Death Sentence Overturned for Pervez Musharraf, Ex-Leader of Pakistan
A panel of judges ruled that the proceedings against him were unconstitutional and that the crime he was accused of could not be “undertaken by a single person.”
ISLAMABAD, Pakistan — A Pakistani high court on Monday overturned a death sentence that was handed down to Pervez Musharraf in a treason trial last month, most likely putting an end to the legal case against the country’s former military dictator.
Monday’s ruling, by a three-member bench of the High Court, found that the special court that issued the sentence was unconstitutional. Several lawyers and analysts said that the current government, which includes many Musharraf loyalists, was unlikely to reconstitute the special court for a new trial.
The three judges, in the eastern city of Lahore, said that the case against Mr. Musharraf was politically motivated and that the crimes he was accused of committing — high treason and subverting the Constitution — were “a joint offense” that “cannot be undertaken by a single person.”
Mr. Musharraf, 76, was accused of subverting the country’s Constitution in 2007 when he fired much of the judiciary and imposed a state of emergency in an attempt to block a political opposition movement. The movement had greatly weakened him, and he resigned the following year under a threat of impeachment.
Even when originally announced in December, the death sentence was largely seen as symbolic — the first time in the country’s history that a former military ruler had been held accountable for actions taken while in office. It was not expected to be carried out in a country where the military, which still wields immense power, was expected to protect its former chief.
Soon after the death sentence was announced, the Pakistani Army criticized the verdict and called for a legal review. Mr. Musharraf’s legal team challenged the sentence in the Lahore High Court this month.
The treason trial was initiated in 2013 by the prime minister at the time, Nawaz Sharif, whose earlier government Mr. Musharraf had toppled in a bloodless coup. Mr. Musharraf — who is now in Dubai in a self-imposed exile — claimed that the charges against him were politically motivated.

============

Exercise goal — Copy the article on the overturned Musharraf death sentence word for word, from "Mr. Musharraf, 76, was" up to and including "its former chief.".

Information —
============

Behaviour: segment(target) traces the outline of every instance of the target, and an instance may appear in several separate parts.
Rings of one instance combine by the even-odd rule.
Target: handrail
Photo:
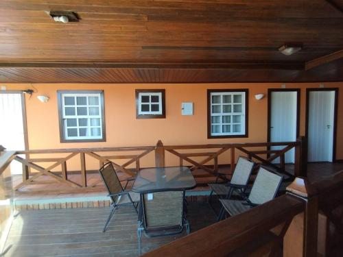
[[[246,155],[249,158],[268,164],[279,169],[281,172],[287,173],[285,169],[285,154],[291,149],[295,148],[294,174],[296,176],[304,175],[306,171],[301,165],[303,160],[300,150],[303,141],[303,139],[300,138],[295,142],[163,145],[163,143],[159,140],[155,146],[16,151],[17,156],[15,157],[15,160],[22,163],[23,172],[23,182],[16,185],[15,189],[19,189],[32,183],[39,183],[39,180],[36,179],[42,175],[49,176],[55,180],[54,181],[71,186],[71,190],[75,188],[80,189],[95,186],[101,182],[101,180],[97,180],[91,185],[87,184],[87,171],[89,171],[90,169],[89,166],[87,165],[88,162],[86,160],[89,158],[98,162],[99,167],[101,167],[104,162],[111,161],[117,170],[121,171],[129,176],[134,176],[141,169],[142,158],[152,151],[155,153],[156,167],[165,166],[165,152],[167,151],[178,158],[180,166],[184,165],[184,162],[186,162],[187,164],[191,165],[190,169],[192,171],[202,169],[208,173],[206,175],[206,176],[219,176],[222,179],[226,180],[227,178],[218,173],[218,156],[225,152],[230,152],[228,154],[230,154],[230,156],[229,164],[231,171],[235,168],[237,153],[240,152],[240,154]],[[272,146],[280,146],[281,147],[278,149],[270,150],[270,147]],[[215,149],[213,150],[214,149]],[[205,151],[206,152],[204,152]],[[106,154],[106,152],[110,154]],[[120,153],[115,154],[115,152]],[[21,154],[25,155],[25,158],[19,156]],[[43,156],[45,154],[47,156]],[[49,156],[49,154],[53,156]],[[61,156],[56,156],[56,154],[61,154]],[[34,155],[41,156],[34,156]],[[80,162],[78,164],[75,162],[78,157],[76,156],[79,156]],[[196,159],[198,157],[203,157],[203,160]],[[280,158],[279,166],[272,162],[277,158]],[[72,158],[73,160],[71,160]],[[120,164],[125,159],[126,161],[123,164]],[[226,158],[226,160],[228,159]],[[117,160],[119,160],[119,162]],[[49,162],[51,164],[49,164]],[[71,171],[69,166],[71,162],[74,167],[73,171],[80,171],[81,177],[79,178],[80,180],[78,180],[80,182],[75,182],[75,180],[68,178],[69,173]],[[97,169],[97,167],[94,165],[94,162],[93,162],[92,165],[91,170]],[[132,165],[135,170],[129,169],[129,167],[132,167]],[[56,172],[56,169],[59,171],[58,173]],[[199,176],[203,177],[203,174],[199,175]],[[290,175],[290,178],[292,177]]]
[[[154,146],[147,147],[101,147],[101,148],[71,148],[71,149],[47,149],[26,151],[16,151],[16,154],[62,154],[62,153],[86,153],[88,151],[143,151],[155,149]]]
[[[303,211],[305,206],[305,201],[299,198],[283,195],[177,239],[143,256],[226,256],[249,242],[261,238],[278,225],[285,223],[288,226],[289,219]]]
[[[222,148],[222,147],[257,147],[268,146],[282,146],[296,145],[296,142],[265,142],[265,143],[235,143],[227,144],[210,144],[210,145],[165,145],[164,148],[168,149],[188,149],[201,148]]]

============

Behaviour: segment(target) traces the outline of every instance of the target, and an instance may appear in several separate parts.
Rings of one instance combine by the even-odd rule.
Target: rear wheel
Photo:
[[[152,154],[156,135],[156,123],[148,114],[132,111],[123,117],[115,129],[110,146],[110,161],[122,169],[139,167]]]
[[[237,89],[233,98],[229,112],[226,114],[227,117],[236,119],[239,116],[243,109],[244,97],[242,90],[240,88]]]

============

Response to the exercise —
Mr. Musharraf, 76, was accused of subverting the country’s Constitution in 2007 when he fired much of the judiciary and imposed a state of emergency in an attempt to block a political opposition movement. The movement had greatly weakened him, and he resigned the following year under a threat of impeachment.
Even when originally announced in December, the death sentence was largely seen as symbolic — the first time in the country’s history that a former military ruler had been held accountable for actions taken while in office. It was not expected to be carried out in a country where the military, which still wields immense power, was expected to protect its former chief.